*** Opening DATA PROVIDED ***
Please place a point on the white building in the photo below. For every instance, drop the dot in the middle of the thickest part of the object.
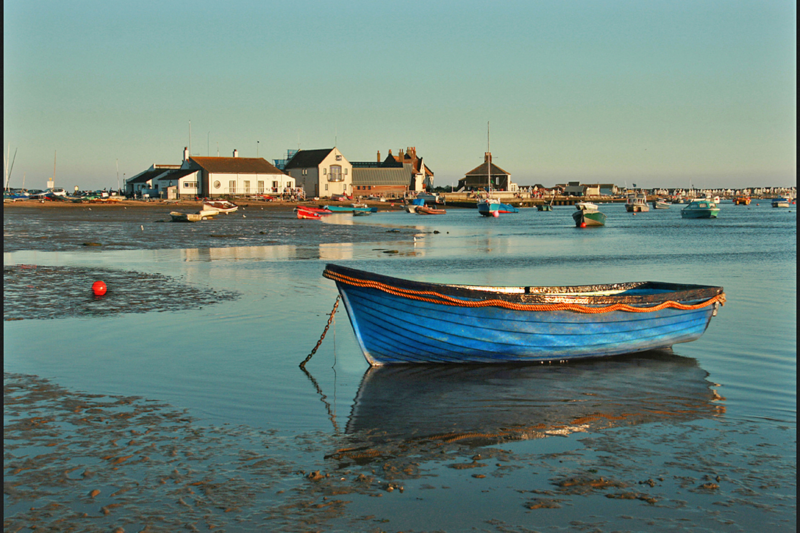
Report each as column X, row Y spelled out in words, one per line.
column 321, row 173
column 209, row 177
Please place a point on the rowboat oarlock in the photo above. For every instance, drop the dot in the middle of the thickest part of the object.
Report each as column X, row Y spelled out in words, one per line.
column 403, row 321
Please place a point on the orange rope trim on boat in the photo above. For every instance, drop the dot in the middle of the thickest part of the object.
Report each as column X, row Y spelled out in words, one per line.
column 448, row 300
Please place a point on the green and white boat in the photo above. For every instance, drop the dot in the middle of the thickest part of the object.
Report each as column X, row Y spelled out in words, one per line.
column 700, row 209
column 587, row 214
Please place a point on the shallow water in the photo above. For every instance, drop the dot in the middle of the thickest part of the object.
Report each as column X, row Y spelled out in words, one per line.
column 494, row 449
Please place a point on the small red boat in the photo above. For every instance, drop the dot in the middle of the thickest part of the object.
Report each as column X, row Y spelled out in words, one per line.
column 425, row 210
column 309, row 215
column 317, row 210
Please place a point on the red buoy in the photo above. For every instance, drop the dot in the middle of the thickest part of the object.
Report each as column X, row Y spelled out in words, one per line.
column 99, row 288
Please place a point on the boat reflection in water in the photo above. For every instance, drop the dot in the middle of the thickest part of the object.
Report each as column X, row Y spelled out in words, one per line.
*** Closing DATA PROVIDED ***
*ABOUT THIS EXERCISE*:
Produce a verbatim copy of the listing, leaving out all pictures.

*TASK SOLUTION*:
Please place a point on the white building in the photo below. For every instance, drop the dot in the middle of the thickest part of the object.
Report each as column X, row Y spelled out in words, one per line.
column 321, row 173
column 209, row 177
Please place a point on the rowboat oarlock in the photo above. For every instance, drop the dot in the middle of the thickest part of the object.
Report each as column X, row Y spelled out in words, one per line.
column 403, row 321
Please place a point on the orange rope trim on boat in the photo above. For every instance, drop the dot in the middle of the thickest part of the object.
Report each as column X, row Y spelled out in words, one per line.
column 448, row 300
Please place a point on the green and white boat in the photo above. For every instance, drop the dot in the middle of the thickest part of the object.
Report each as column X, row Y spelled out in words, one per line.
column 700, row 209
column 587, row 214
Please place a point on the shallow water in the photo above. For every instance, drop the dot in the middle of the thickest part of the object.
Report each as column X, row Y spelled out in words, one per line.
column 494, row 449
Please place a point on the small red boat in the photo above. For every instance, drop the dot in the middle of the thickest part of the object.
Report each as column X, row Y spelled out in words, one per line.
column 425, row 210
column 309, row 215
column 317, row 210
Please place a point on the red buoy in the photo above. For every instance, drop the dot in the middle of the thickest part of the object.
Report each as column X, row Y spelled out in words, one per line.
column 99, row 288
Please place a point on the boat reflection in water in the photo above. For every instance, drop the dot in the middle of the thickest part of the object.
Report each as column X, row Y spelled out in words, one per line.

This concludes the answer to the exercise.